* _Try it_: Return the lines below that carry the word "white".

Provided information START

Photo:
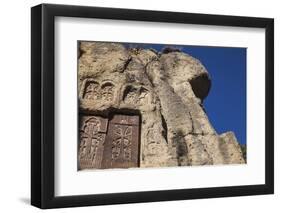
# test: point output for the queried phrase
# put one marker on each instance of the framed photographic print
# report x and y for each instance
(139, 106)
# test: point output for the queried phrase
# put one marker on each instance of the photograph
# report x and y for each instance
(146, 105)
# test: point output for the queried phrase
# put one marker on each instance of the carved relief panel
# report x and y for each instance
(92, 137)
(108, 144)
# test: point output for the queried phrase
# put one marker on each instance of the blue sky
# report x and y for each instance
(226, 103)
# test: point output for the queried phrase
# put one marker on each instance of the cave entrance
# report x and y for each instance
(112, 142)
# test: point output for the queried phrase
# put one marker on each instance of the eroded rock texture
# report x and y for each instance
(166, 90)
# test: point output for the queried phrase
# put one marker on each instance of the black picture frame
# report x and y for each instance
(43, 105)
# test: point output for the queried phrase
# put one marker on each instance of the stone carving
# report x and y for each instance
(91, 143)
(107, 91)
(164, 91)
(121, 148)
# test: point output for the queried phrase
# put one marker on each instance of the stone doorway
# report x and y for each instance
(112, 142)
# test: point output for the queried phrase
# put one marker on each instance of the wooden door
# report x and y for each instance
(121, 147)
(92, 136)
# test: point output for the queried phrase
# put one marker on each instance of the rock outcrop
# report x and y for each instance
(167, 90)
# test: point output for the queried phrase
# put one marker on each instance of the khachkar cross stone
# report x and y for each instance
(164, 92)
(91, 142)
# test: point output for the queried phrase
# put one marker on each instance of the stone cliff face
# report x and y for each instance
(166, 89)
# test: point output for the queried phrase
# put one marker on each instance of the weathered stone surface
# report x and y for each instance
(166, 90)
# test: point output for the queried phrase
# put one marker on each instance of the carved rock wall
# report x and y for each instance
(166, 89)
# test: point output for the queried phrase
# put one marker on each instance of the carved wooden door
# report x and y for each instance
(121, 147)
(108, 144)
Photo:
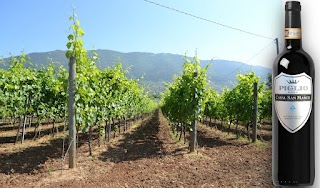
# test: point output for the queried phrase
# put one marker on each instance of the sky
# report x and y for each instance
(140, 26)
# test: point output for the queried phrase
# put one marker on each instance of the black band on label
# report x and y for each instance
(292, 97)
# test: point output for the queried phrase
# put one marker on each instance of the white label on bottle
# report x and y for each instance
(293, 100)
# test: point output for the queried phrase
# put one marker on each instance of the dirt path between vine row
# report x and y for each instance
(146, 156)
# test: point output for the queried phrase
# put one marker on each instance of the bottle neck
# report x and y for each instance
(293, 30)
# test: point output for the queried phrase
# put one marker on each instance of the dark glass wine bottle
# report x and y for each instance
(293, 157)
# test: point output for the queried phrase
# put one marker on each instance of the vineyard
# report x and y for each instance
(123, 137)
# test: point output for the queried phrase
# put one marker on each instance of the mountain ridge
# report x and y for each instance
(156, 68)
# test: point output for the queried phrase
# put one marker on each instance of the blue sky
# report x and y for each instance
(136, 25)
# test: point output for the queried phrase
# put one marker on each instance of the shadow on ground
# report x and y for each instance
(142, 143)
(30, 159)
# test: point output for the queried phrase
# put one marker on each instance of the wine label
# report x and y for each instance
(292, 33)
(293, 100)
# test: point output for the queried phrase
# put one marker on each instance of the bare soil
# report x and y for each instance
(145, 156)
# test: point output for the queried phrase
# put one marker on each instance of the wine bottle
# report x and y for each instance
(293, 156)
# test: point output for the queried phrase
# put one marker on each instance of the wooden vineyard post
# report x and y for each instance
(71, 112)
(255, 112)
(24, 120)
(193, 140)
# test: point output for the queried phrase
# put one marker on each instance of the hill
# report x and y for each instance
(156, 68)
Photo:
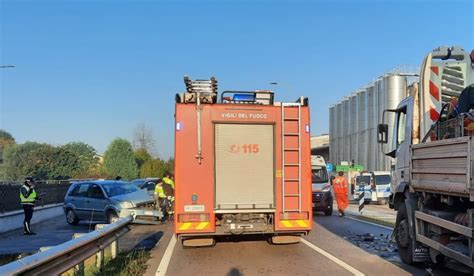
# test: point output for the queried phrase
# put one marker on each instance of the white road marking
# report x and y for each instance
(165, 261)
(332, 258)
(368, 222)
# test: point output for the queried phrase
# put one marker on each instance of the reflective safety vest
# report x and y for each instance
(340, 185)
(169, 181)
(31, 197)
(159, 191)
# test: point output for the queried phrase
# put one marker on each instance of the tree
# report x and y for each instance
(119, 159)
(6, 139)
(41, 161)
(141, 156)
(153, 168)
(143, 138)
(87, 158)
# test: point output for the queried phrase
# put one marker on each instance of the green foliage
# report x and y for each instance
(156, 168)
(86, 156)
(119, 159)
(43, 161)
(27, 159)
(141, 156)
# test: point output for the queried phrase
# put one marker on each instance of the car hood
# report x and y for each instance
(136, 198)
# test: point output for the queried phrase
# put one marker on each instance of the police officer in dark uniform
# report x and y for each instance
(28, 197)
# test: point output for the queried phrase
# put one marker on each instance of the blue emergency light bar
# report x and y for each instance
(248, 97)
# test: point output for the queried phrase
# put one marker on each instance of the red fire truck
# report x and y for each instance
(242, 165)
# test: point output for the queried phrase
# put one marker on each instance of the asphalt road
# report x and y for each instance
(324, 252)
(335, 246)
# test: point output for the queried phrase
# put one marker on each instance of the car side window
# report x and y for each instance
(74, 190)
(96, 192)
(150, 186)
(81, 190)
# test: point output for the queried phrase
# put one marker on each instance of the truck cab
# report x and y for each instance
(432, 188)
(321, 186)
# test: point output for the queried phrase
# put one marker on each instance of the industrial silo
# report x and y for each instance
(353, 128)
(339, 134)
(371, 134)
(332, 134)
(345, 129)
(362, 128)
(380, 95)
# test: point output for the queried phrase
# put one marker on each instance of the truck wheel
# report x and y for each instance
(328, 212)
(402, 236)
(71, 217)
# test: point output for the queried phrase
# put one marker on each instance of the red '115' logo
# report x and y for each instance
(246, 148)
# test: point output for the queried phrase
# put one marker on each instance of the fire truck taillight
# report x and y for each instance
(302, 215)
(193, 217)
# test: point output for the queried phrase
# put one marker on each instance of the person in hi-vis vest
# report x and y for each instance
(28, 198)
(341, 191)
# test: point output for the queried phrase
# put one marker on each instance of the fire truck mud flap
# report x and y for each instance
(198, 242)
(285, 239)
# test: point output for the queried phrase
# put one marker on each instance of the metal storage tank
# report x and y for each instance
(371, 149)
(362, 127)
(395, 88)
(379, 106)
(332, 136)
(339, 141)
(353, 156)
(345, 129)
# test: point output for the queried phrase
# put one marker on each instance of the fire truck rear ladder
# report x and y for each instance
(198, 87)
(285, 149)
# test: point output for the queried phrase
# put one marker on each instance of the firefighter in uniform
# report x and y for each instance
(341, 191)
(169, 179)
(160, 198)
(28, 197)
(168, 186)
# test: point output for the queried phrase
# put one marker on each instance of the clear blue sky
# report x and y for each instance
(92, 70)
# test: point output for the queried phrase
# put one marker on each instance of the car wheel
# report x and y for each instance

Provided information END

* _Finished exercise_:
# put one marker on each instance of the white label on bottle
# put one marker on each instance of the white road marking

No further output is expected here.